**Çalışma Talimatları**:
- 1) Uygur Mahkemesi yazısında Geoffrey Nice'ın Dolkun İsa'nın başvurusundan önceki faaliyetleri olarak sayılanları tek tek yazın.
- 2) Uygur Mahkemesi yazısına göre Dolkun İsa, Geoffrey Nice'a ne zaman başvurmuştu?

**Alıntı**:
━━━━━━
‘Taraf’ı belli sözde Uygur Mahkemesi toplandı: Mahkeme değil, tiyatro
ELİF İLHAMOĞLU
Amerika Birleşik Devletleri’nin (ABD) Federal Bütçesi'nden pay alan ve “örtülü CIA” diye bilinen Ulusal Demokrasi Vakfı’nın (NED) her yıl yüz binlerce dolarla fonladığı ve 2019 Demokrasi Ödülünü verdiği Dünya Uygur Kongresi Başkanı Dolkun İsa, Çin'in Uygurlara yönelik soykırım uyguladığı iddiasıyla soruşturma başlatılması için 2020’nin Haziran ayında İngiliz avukat Geoffrey Nice'a başvurmuştu.
Daha önce eski Yugoslavya Cumhurbaşkanı Slobodan Milosevic'in Bosna savaşı nedeniyle yargılanmasına öncülük eden, Suriye Hükümetini ve Devlet Başkanı Beşar Esad’ı savaş suçlusu ilan eden, Kore Demokratik Halk Cumhuriyeti’ni insan hakları ihlalleri ile suçlayan, Uluslararası Ceza Mahkemesinde avukatlık yapan Geoffrey Nice, Dolkun İsa’nın başvurusu ile Londra’da Çin’e karşı ‘soykırım’ iddiasıyla sözde bir mahkeme toplanmasına öncülük etti.
46 Haziran tarihlerinde toplanan sözde Uygur Mahkemesi’nin ‘bağımsız, sivil bir mahkeme’ olduğu iddia edilirken, yine kendi sitelerinde bu mahkeme kararlarının hukukî bir yaptırımı olmadığı ve hükümetler için bağlayıcılığı olmadığı, ancak buradan çıkacak sonuçlarla Çin’i baskı altına almayı amaçladıkları kaydediliyor. Ayrıca sözde mahkemenin, hükümetlerin, devlet kurumlarının ve özel şirketlerin Çin ile ilişkilerini gözden geçirerek yaptırım uygulanmasını teşvik edebileceği belirtiliyor.
━━━━━━
**Veri Dökümü**:
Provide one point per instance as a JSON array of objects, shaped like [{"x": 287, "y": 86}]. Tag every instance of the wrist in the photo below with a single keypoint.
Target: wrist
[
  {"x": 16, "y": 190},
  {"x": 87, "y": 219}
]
━━━━━━
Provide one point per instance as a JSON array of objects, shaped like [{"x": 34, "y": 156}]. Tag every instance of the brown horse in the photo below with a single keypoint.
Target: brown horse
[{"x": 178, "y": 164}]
━━━━━━
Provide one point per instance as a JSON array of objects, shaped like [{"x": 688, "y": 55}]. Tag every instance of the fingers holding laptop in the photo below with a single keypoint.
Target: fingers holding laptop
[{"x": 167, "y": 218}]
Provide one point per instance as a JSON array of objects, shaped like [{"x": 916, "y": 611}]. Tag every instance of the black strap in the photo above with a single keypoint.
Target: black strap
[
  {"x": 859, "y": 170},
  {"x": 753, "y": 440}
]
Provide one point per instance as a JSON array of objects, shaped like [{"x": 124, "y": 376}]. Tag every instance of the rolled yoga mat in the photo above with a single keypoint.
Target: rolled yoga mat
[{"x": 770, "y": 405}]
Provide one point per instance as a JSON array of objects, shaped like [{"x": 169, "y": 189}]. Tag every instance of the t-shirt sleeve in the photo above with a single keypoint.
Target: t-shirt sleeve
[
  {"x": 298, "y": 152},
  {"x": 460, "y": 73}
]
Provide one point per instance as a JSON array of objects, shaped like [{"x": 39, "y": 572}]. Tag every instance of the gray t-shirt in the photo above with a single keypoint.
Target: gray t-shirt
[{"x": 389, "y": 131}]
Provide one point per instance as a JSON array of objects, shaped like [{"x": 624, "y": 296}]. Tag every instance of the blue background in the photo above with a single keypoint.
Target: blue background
━━━━━━
**Sıralı Çıktılar**:
- 1)
- Eski Yugoslavya Cumhurbaşkanı Slobodan Milosevic'in Bosna savaşı nedeniyle yargılanmasına öncülük etmek
- Suriye Hükümetini ve Devlet Başkanı Beşar Esad'ı savaş suçlusu ilan etmek
- Kore Demokratik Halk Cumhuriyeti'ni insan hakları ihlalleri ile suçlamak
- Uluslararası Ceza Mahkemesinde avukatlık yapmak

- 2) 2020'nin Haziran ayında.